• **WHAT YOU HAVE TO DO**
Pick out every line in the rows below that contains the string "shadow", and copy each one. Case counts.
----- STORED DATA
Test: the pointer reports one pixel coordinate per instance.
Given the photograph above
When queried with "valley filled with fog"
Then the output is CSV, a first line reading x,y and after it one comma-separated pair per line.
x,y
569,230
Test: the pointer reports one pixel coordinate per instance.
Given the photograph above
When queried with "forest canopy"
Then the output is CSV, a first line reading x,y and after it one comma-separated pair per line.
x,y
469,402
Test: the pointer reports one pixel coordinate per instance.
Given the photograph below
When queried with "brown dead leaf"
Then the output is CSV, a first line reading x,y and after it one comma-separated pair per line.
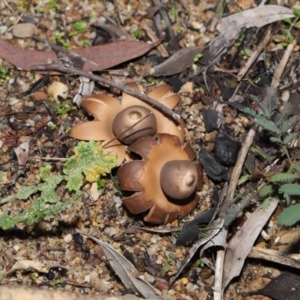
x,y
240,245
96,58
178,62
14,292
29,265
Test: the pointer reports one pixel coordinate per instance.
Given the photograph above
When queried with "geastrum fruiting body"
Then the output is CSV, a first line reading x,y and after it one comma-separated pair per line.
x,y
115,119
164,180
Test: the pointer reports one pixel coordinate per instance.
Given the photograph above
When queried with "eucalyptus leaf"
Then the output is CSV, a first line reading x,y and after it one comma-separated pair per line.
x,y
126,271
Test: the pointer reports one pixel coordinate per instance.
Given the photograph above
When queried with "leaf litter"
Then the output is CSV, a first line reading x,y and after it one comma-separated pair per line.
x,y
216,236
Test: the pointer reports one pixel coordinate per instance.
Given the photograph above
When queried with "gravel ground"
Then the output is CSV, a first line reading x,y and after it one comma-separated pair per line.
x,y
68,261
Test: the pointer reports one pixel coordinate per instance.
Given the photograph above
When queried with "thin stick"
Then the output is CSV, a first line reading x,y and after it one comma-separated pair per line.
x,y
221,254
219,279
255,54
282,64
126,89
123,132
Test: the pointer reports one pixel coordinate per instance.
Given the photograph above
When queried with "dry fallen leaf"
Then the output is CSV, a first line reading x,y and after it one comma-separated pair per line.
x,y
126,271
17,292
216,226
178,62
255,17
231,26
22,153
285,286
240,245
29,265
96,58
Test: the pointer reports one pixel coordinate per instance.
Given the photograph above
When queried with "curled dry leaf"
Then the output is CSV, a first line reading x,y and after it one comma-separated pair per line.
x,y
231,26
96,58
114,118
178,62
58,90
126,271
164,181
239,247
22,153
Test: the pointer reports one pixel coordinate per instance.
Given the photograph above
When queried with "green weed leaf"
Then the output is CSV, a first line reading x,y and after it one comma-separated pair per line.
x,y
290,137
284,177
91,160
265,191
290,215
290,189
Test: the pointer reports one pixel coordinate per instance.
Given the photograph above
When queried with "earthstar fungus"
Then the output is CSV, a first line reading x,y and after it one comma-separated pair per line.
x,y
164,181
112,118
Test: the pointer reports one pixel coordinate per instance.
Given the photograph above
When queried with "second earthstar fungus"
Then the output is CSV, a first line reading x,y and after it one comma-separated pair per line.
x,y
164,181
114,123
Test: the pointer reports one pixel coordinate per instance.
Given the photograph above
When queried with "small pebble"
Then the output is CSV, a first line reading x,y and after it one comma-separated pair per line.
x,y
38,96
58,90
24,30
68,238
184,280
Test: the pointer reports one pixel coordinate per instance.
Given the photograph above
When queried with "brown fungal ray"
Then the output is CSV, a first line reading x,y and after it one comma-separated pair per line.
x,y
111,118
163,95
133,123
155,153
178,179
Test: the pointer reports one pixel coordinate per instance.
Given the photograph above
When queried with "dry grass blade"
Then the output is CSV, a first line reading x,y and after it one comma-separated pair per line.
x,y
126,271
240,245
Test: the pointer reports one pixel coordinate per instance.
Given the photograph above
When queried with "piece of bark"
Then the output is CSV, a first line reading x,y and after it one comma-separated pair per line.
x,y
96,58
13,292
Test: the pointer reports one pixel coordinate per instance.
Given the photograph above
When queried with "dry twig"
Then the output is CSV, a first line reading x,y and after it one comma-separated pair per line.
x,y
124,88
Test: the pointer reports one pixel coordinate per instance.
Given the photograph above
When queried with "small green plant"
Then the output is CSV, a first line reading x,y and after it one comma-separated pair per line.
x,y
170,261
285,37
173,13
52,5
63,108
4,74
197,57
41,10
153,81
58,281
58,37
78,27
51,125
137,34
280,125
89,162
86,43
246,53
200,263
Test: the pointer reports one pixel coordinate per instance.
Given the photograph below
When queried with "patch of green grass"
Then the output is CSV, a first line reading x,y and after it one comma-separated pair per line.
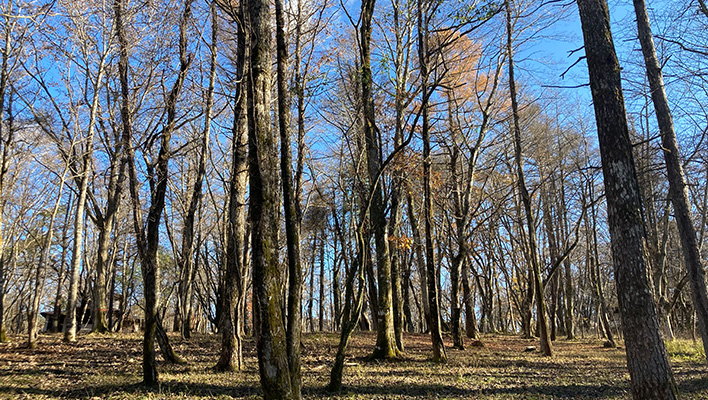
x,y
686,350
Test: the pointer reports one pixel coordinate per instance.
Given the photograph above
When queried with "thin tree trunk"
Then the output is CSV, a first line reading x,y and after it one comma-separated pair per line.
x,y
678,190
546,347
231,286
185,259
321,294
439,354
647,358
292,226
420,261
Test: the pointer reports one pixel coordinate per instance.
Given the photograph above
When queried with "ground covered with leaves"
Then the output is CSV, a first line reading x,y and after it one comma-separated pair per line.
x,y
109,366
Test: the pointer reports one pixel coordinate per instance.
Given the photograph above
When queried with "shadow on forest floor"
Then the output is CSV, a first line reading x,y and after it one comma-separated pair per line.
x,y
109,366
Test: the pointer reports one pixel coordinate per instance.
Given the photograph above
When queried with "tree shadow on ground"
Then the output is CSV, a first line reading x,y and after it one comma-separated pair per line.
x,y
589,391
166,389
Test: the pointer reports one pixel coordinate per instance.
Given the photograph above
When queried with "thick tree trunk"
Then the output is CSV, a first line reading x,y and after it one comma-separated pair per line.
x,y
264,211
678,190
70,321
647,359
386,338
353,304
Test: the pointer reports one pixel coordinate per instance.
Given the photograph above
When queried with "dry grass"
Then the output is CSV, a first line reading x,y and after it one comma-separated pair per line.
x,y
109,366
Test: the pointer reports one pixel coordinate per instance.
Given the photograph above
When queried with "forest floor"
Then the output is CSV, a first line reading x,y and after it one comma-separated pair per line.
x,y
109,366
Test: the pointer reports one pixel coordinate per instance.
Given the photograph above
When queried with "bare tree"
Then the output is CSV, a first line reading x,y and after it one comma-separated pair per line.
x,y
647,359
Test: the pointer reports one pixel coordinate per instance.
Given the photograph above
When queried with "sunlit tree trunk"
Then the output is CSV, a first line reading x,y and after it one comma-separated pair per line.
x,y
264,212
385,338
546,348
439,354
647,358
231,286
678,190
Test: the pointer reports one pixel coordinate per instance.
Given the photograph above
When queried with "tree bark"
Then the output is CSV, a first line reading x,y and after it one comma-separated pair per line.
x,y
647,358
439,354
185,258
231,286
385,338
678,189
264,211
546,347
292,220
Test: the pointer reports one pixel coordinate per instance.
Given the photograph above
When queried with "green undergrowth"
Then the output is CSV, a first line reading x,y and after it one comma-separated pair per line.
x,y
109,367
686,350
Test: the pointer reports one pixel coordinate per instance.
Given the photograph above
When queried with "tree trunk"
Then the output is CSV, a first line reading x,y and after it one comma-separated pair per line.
x,y
290,200
647,359
678,190
231,286
264,212
41,272
185,259
386,338
546,347
420,262
439,354
321,295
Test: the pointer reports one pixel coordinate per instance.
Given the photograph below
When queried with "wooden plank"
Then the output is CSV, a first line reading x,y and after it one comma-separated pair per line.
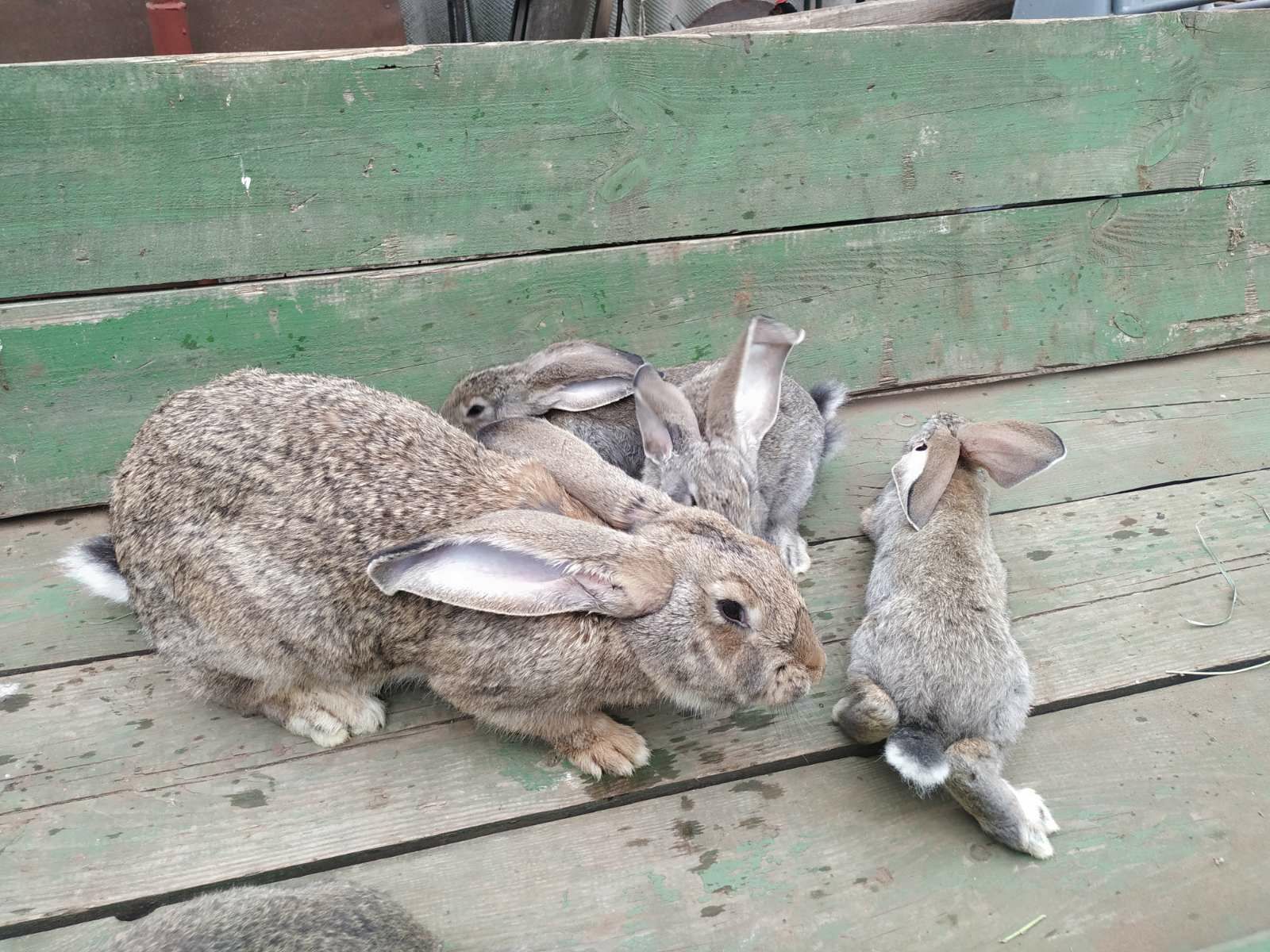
x,y
73,939
1130,427
44,620
133,173
111,768
1160,850
1161,799
886,305
876,13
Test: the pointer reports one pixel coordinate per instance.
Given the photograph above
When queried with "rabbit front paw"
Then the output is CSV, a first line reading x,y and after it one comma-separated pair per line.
x,y
607,747
1038,825
328,717
793,549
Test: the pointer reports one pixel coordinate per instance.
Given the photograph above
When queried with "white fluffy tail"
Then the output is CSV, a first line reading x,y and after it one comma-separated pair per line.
x,y
918,757
93,565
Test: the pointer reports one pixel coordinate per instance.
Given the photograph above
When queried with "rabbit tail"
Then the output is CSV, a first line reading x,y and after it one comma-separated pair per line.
x,y
93,565
829,397
1018,818
918,753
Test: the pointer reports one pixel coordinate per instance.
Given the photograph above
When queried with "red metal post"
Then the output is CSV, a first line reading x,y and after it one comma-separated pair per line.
x,y
169,29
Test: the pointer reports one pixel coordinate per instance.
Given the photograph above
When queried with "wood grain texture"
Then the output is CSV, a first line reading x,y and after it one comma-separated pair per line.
x,y
876,13
112,768
44,620
1130,427
1161,797
133,173
886,305
1162,800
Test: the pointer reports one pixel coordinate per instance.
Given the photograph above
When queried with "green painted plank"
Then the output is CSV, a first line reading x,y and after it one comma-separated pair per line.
x,y
44,620
1208,413
886,305
139,171
1162,800
112,768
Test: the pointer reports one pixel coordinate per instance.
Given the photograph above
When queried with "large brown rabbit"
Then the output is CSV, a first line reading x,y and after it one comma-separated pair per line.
x,y
294,543
933,670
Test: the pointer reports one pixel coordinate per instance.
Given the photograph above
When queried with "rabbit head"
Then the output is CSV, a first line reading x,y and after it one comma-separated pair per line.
x,y
711,616
1009,451
717,470
573,374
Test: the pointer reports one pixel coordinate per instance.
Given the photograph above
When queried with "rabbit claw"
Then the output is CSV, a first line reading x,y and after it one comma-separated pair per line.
x,y
329,717
614,749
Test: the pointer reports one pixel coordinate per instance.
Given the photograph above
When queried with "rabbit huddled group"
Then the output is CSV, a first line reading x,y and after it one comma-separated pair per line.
x,y
575,532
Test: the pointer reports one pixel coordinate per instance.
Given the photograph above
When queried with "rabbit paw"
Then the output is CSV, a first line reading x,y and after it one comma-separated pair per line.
x,y
611,748
793,549
329,717
1039,823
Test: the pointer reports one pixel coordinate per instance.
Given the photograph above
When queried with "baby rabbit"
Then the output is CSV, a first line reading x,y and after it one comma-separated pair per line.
x,y
294,543
324,917
933,668
755,461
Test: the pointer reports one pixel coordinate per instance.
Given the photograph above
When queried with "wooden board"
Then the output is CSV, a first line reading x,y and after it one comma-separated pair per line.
x,y
1130,427
133,173
111,768
44,620
1161,799
1160,850
886,305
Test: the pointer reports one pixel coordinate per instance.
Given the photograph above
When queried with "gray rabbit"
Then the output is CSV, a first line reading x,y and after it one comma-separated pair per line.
x,y
733,436
294,543
323,917
933,668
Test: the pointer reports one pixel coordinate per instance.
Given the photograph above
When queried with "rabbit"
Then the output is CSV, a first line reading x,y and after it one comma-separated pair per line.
x,y
323,917
933,668
294,543
764,441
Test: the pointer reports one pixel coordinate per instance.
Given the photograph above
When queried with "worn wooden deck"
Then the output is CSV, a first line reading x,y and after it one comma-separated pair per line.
x,y
1122,298
755,831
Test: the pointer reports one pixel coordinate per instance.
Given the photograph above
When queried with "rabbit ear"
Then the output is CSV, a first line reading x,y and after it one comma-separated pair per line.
x,y
606,490
578,374
1011,450
746,397
922,475
666,418
529,562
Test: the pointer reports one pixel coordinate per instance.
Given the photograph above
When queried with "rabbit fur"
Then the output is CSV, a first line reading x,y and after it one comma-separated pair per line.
x,y
294,543
764,441
933,668
321,917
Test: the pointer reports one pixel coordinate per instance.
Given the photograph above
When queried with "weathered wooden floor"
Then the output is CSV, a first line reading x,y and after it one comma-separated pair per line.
x,y
756,831
1060,221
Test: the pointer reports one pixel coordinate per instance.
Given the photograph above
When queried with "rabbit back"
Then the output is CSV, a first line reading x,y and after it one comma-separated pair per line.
x,y
325,917
937,632
245,511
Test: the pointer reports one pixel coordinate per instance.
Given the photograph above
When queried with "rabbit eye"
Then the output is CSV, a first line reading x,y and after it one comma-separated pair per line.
x,y
733,611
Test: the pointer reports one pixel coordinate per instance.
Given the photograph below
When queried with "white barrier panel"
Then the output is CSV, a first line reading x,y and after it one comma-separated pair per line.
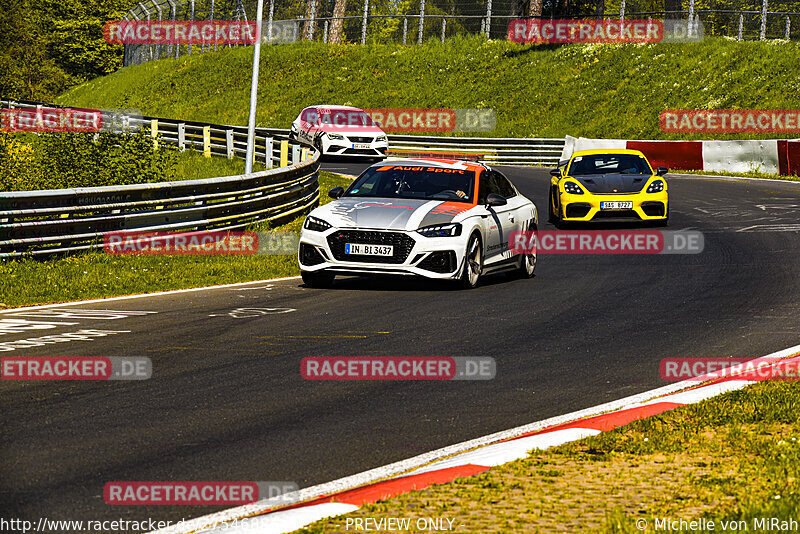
----------
• **WORKED ANSWER**
When queried with "shadow on forest floor"
When queried with "tree shadow on ground"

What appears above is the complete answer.